Description of the task | Would you write out the entries below, every one of them, exactly?

--- start of Data shown ---

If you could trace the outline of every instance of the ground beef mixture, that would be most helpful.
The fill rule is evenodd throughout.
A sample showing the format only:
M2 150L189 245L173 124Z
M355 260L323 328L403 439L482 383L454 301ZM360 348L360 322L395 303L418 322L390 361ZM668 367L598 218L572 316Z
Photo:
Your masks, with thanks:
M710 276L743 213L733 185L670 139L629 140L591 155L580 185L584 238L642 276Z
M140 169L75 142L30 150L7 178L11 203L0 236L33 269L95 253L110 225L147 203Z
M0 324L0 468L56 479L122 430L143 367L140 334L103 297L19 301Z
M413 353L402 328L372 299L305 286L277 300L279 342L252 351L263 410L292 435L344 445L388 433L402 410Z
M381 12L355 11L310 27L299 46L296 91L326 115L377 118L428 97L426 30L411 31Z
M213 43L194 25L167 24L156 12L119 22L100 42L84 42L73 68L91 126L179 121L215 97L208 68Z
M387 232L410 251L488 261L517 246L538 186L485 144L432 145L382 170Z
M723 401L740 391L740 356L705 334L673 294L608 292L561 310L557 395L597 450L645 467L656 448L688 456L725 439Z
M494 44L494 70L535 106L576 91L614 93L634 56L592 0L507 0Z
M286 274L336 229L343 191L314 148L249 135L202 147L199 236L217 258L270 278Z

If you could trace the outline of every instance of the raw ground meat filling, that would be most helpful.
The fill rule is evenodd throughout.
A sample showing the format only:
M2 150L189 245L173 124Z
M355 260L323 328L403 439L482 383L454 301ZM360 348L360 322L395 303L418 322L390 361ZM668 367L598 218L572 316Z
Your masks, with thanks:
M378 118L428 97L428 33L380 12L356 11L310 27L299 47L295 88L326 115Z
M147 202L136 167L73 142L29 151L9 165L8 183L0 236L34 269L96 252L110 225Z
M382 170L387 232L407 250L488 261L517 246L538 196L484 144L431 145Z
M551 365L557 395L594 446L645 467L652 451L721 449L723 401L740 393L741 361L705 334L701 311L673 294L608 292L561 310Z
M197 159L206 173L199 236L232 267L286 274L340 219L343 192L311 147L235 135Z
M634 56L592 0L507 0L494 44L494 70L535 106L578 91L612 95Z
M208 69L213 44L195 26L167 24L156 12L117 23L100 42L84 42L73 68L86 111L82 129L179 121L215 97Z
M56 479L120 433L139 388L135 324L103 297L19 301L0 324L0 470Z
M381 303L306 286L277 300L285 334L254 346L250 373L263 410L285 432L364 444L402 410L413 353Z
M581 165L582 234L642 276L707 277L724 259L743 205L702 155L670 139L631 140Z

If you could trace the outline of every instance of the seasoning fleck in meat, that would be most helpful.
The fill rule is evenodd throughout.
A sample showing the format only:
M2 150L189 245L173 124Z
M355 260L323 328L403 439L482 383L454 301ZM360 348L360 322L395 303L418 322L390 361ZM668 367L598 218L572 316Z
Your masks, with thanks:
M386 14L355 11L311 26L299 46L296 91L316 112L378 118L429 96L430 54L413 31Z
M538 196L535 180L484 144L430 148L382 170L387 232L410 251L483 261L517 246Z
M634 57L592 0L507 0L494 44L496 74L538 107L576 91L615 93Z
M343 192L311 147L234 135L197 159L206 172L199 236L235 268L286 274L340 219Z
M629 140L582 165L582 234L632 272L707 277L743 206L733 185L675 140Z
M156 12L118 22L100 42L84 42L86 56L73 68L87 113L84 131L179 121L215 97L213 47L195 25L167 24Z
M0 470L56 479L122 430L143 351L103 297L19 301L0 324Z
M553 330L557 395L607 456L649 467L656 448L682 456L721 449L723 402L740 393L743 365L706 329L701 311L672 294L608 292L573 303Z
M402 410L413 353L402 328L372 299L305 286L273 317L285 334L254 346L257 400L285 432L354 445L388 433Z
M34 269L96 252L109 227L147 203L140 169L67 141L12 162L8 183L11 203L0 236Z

--- end of Data shown ---

Answer to this problem |
If you could trace the outline of every instance of the ground beef mixture, that would be most helpful.
The fill rule is evenodd throughout.
A sample showing the format only:
M2 150L189 245L173 124Z
M355 260L323 328L403 439L482 383L454 301ZM360 348L360 322L395 303L418 322L390 361ZM668 367L598 218L572 316Z
Photo:
Your masks, with thanks:
M710 276L743 213L733 185L670 139L629 140L591 155L580 185L584 238L642 276Z
M140 169L75 142L30 150L7 178L11 203L0 236L33 269L95 253L110 225L147 203Z
M0 324L0 468L56 479L122 430L143 367L140 334L103 297L19 301Z
M413 353L402 328L372 299L305 286L277 300L279 342L252 351L263 410L292 435L344 445L388 433L402 410Z
M381 12L355 11L310 27L299 46L296 91L326 115L377 118L428 97L426 30L411 31Z
M213 43L194 25L167 24L156 12L119 22L100 42L84 42L73 68L91 126L179 121L215 97L208 68Z
M387 232L410 251L488 261L517 246L538 186L485 144L432 145L382 170Z
M723 401L740 391L740 356L705 334L673 294L608 292L561 310L557 395L597 450L645 467L656 448L688 456L725 439Z
M494 44L494 70L535 106L576 91L614 93L634 56L592 0L507 0Z
M286 274L336 229L343 191L314 148L249 135L202 147L199 236L217 258L270 278Z

If you could trace the outline of every instance of the raw ground meat filling, that would be most helpful.
The fill rule is evenodd throughout.
A sample showing the format only:
M2 150L189 245L173 124Z
M355 260L323 328L403 439L482 383L454 301ZM360 348L360 322L395 303L418 322L390 361ZM668 367L598 218L572 316Z
Your masks, with thanks:
M378 118L428 97L428 33L380 12L356 11L310 27L299 47L295 88L326 115Z
M147 202L136 167L73 142L29 151L9 165L8 183L0 236L34 269L96 252L110 225Z
M382 170L387 232L407 250L488 261L517 246L538 196L484 144L431 145Z
M551 365L557 395L594 446L645 467L652 451L721 449L723 401L740 393L741 361L705 334L701 311L673 294L608 292L561 310Z
M197 159L206 173L199 236L232 267L286 274L340 219L343 192L311 147L235 135Z
M634 56L592 0L507 0L494 44L494 70L535 106L578 91L612 95Z
M208 69L213 44L195 26L167 24L156 12L117 23L100 42L84 42L73 68L86 111L82 129L179 121L215 97Z
M56 479L120 433L139 388L135 324L103 297L19 301L0 324L0 470Z
M381 303L306 286L277 300L285 334L254 346L250 373L263 410L285 432L364 444L402 410L413 353Z
M581 165L582 234L642 276L707 277L724 259L743 205L702 155L670 139L631 140Z

If you could trace the outline of every instance of the seasoning fleck in meat, that would be most helpful.
The fill rule is evenodd throughout.
A sample showing the format only:
M2 150L189 245L173 124Z
M355 260L323 328L403 439L482 383L454 301ZM360 348L360 322L395 303L418 322L390 361ZM668 367L598 218L572 316Z
Your masks, with thanks:
M386 14L355 11L311 26L299 46L296 91L316 112L378 118L429 96L430 54L413 31Z
M538 196L535 180L484 144L430 148L382 170L387 232L410 251L483 261L517 246Z
M634 57L592 0L507 0L494 44L496 74L538 107L576 91L615 93Z
M343 192L311 147L234 135L197 159L206 172L199 236L235 268L286 274L340 219Z
M629 140L582 165L582 234L632 272L707 277L743 206L733 185L675 140Z
M156 12L118 22L100 42L84 42L86 56L73 68L87 113L84 131L179 121L215 97L213 47L195 25L167 24Z
M0 470L56 479L122 430L143 351L103 297L19 301L0 324Z
M553 330L557 395L607 456L649 467L656 448L682 456L721 449L723 402L740 393L743 365L706 329L701 311L672 294L608 292L573 303Z
M402 410L413 353L402 328L372 299L305 286L273 317L285 334L254 346L257 400L285 432L354 445L388 433Z
M34 269L96 252L109 227L147 203L140 169L67 141L12 162L8 183L11 203L0 236Z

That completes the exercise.